The securities referred to in this announcement have not been and will not be registered under the U.S. Securities Act of 1933, as amended (the "Securities Act"), or any securities laws of any state or other jurisdiction of the United States and may not be offered or sold within the United States except pursuant to an exemption from, or in a transaction not subject to, the registration requirements of the Securities Act and in compliance with applicable state law. There will be no public offer of the securities in the United States.
This announcement is only being distributed to and is only directed at persons in the United Kingdom that are (i) investment professionals falling within Article 19(5) of the Financial Services and Markets Act 2000 (Financial Promotion) Order 2005, as amended (the "Order") or (ii) high net worth entities, and other persons to whom this announcement may lawfully be communicated, falling within Article 49(2)(a) to (d) of the Order (all such persons together being referred to as "relevant persons"). This announcement must not be acted on or relied on by persons who are not relevant persons. Any investment or investment activity to which this announcement relates is available only to relevant persons and will be engaged in only with relevant persons. Persons distributing this announcement must satisfy themselves that it is lawful to do so.Further information regarding restrictions applicable for the Rights Issue will be set out in the prospectus prepared for the Rights Issue.
About PCI BiotechPCI Biotech is a biopharmaceutical company focusing on development and commercialisation of novel therapies for the treatment of cancer through its innovative photochemical internalisation (PCI) technology platform. PCI is applied to three distinct anticancer paradigms: fimaCHEM (enhancement of chemotherapeutics for localised treatment of cancer), fimaVACC (T-cell induction technology for therapeutic vaccination), and fimaNAc (nucleic acid therapeutics delivery).

**RECORDED DATA**
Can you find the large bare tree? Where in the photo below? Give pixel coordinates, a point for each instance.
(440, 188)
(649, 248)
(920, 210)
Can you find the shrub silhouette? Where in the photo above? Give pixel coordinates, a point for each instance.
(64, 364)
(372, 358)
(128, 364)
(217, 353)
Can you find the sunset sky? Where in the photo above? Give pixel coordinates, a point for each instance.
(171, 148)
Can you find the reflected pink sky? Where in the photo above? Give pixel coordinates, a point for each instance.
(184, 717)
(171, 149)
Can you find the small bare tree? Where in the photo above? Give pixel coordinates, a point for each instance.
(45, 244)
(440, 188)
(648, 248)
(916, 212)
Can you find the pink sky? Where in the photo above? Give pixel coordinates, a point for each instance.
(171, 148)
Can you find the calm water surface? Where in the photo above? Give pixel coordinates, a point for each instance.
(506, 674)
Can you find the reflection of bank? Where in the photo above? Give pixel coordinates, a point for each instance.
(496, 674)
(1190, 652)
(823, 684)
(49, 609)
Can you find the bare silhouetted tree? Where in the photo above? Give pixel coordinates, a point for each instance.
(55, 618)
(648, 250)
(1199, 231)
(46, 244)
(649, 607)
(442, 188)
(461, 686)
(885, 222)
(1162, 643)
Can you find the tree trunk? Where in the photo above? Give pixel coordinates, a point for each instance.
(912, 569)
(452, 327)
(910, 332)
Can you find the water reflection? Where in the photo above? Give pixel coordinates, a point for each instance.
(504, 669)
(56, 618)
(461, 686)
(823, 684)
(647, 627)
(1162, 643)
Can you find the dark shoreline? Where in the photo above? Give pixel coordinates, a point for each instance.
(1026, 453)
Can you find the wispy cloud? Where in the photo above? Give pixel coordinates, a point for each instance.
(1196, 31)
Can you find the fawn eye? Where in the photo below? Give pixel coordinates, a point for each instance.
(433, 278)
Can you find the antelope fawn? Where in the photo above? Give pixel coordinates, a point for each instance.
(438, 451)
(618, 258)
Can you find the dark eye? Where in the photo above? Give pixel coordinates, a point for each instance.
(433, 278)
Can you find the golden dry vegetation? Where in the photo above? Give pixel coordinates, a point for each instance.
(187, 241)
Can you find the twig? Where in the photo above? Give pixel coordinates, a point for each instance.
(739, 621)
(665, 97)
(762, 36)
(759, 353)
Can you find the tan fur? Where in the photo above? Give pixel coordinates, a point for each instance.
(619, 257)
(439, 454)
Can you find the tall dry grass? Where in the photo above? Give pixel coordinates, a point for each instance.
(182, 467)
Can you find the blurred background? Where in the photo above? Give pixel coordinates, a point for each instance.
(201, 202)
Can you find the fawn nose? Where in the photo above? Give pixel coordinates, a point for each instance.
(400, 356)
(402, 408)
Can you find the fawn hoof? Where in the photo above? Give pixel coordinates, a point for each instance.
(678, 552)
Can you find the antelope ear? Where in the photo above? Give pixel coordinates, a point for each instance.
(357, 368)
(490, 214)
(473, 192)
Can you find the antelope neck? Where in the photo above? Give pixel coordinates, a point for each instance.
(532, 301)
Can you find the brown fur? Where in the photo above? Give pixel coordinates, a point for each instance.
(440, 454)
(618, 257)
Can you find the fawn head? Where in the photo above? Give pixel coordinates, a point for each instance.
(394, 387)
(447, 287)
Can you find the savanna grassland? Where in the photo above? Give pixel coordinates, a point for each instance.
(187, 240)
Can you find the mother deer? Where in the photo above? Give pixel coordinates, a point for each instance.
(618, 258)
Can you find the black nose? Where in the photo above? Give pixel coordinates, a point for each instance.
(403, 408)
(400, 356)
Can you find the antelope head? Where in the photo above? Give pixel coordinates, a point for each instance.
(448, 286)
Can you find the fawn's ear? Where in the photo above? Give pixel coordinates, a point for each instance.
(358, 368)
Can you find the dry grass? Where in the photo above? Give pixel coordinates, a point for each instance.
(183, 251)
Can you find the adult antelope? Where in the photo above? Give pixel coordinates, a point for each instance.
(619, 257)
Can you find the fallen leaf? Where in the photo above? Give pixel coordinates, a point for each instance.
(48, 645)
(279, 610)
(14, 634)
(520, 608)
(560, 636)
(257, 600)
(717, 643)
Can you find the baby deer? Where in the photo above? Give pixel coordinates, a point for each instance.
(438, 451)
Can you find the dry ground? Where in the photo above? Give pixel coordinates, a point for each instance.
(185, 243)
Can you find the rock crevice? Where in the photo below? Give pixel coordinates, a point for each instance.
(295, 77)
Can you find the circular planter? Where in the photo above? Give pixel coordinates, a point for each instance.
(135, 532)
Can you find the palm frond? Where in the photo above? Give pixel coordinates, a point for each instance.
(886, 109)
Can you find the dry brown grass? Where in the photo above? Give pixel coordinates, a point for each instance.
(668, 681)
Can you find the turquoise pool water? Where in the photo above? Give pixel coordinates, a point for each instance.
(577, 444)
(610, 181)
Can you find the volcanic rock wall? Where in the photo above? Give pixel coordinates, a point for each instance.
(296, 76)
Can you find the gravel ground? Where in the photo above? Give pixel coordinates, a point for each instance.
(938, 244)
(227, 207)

**YOUR TASKS**
1 > Answer these from the PCI Biotech announcement:
(a) Under which U.S. act have the securities not been registered?
(b) Which article of the Order covers investment professionals?
(c) What is fimaVACC, according to the announcement?
2 > Please write the next part of the PCI Biotech announcement, following on from its final sentence.

**ANSWERS FOR EACH ITEM**
1 >
(a) The U.S. Securities Act of 1933, as amended.
(b) Article 19(5).
(c) T-cell induction technology for therapeutic vaccination.

2 >
Photochemical internalisation induces triggered endosomal release that is used to unlock the true potential of a wide array of therapeutic modalities. The Company's lead fimaCHEM programme consists of a clinical Phase I/II clinical study in bile duct cancer, an orphan indication with a high unmet need and without approved products. fimaVACC applies a unique mode of action to enhance the essential cytotoxic effect of therapeutic cancer vaccines, which works in synergy with several other state-of-the-art vaccination technologies. fimaNAc utilises the endosomal release to provide intracellular delivery of nucleic acids, such as mRNA and RNAi therapeutics, thereby addressing one of the major bottlenecks facing this emerging and promising field.
This information is subject to the disclosure requirements pursuant to section 5-12 of the Norwegian Securities Trading Act. Forward-looking statements
This announcement may contain forward-looking statements, which as such are not historical facts, but are based upon various assumptions, many of which are based, in turn, upon further assumptions. These assumptions are inherently subject to significant known and unknown risks, uncertainties and other important factors. Such risks, uncertainties, contingencies and other important factors could cause actual events to differ materially from the expectations expressed or implied in this announcement by such forward-looking statements. PCI Biotech disclaims any obligation to update or revise any forward-looking statements, whether as a result of new information, future events or otherwise.